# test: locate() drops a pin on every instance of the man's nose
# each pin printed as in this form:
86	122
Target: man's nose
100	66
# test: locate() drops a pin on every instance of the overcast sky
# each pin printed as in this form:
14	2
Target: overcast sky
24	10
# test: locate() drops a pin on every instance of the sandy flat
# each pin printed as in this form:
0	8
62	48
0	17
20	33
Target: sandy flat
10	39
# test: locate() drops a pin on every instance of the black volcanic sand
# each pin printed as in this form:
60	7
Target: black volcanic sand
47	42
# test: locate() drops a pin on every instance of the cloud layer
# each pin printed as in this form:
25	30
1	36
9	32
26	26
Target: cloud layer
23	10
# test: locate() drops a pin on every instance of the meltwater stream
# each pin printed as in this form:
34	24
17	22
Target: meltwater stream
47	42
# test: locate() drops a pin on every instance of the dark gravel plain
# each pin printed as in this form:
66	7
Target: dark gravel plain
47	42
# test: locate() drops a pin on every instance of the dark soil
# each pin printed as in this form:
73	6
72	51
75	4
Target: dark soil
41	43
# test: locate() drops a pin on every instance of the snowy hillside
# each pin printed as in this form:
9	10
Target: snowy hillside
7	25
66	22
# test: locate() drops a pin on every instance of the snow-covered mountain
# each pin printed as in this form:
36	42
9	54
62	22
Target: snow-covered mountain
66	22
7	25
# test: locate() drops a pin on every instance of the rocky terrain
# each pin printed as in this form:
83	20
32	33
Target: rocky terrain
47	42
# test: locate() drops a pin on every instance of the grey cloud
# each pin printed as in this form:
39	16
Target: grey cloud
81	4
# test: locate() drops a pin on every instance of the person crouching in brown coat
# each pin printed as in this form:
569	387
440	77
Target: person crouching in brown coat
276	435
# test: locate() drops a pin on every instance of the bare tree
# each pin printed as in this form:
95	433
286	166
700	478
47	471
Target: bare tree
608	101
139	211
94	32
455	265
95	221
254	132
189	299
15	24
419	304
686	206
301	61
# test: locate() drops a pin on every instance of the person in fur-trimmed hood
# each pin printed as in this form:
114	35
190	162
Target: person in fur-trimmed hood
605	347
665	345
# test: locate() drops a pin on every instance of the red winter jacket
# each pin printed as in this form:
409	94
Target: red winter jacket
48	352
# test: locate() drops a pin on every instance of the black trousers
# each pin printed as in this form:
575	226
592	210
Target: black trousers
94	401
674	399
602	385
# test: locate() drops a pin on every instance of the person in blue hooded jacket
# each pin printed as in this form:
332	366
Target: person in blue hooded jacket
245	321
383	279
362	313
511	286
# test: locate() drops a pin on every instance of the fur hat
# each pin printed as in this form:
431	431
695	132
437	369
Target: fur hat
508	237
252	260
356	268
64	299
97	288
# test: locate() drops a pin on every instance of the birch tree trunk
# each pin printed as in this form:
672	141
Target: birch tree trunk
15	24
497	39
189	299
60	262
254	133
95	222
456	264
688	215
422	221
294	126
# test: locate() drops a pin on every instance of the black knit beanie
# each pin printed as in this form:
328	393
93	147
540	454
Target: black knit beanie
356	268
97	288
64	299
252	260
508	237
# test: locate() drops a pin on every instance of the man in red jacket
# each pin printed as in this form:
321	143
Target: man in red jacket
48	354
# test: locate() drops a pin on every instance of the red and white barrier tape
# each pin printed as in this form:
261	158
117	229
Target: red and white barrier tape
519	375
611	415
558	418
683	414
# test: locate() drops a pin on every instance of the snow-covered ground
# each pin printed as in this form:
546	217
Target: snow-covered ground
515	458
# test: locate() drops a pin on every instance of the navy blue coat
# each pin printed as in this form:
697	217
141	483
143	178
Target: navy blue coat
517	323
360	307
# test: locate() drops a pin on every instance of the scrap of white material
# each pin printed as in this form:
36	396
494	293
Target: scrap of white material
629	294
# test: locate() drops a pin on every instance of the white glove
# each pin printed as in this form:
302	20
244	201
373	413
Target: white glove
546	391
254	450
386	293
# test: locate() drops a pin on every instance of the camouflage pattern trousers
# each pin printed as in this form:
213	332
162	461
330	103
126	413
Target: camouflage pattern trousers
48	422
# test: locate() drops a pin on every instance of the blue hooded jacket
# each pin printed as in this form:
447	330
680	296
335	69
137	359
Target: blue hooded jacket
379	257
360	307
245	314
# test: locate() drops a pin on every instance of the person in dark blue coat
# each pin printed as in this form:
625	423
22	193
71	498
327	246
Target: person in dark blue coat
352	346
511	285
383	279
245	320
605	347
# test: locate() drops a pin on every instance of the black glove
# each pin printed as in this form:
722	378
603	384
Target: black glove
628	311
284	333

· · ·

> **Given request**
Copy out exactly the lines running from the line with "the man in red jacket" to the end of the records, inclusive.

> **Answer to this exercise**
# test: locate() drops a pin on every instance of the man in red jacket
# each pin printed as in this form:
321	143
Target: man in red jacket
48	354
# test: locate() drops a pin on every instance of the red and white barrier tape
# each pin printed as in this form:
261	158
117	229
Target: red and white barrier tape
519	375
611	415
558	418
683	414
# test: locate() drops a pin on every instance of the snow-covered ground
# each pin printed as in this form:
546	217
Target: snow-covered ground
515	458
# test: locate() drops a pin on every instance of the navy blue coat
# each pin printed as in this form:
697	217
141	483
143	178
Target: navy blue coat
517	323
360	307
# test: locate() drops a pin on every instance of the scrap of white material
# each pin printed as in this form:
36	396
494	293
Target: scrap of white material
629	294
# test: locate() drops a pin on every instance of the white glove
# each pin printed as in this form:
302	20
244	201
373	413
Target: white glove
546	391
254	450
386	293
# test: locate() drops a pin on every instance of the camouflage pattern trousers
# each pin printed as in this form:
213	332
162	461
330	103
126	413
Target: camouflage pattern trousers
48	422
# test: locate() drops a pin on every instance of the blue hooded jacket
# each pin printed as in this form:
447	330
680	296
335	69
137	359
Target: blue hooded jacket
379	257
360	307
245	314
# test: locate() drops a pin on every instance of the person in dark blue coat
# each pin printed as in this form:
625	423
22	193
71	498
327	246
Target: person in dark blue coat
352	346
511	285
383	279
245	320
605	347
# test: locate() drops a pin on every instance of the black glove
# each pin printed as in this form:
722	378
603	384
Target: black glove
628	311
284	333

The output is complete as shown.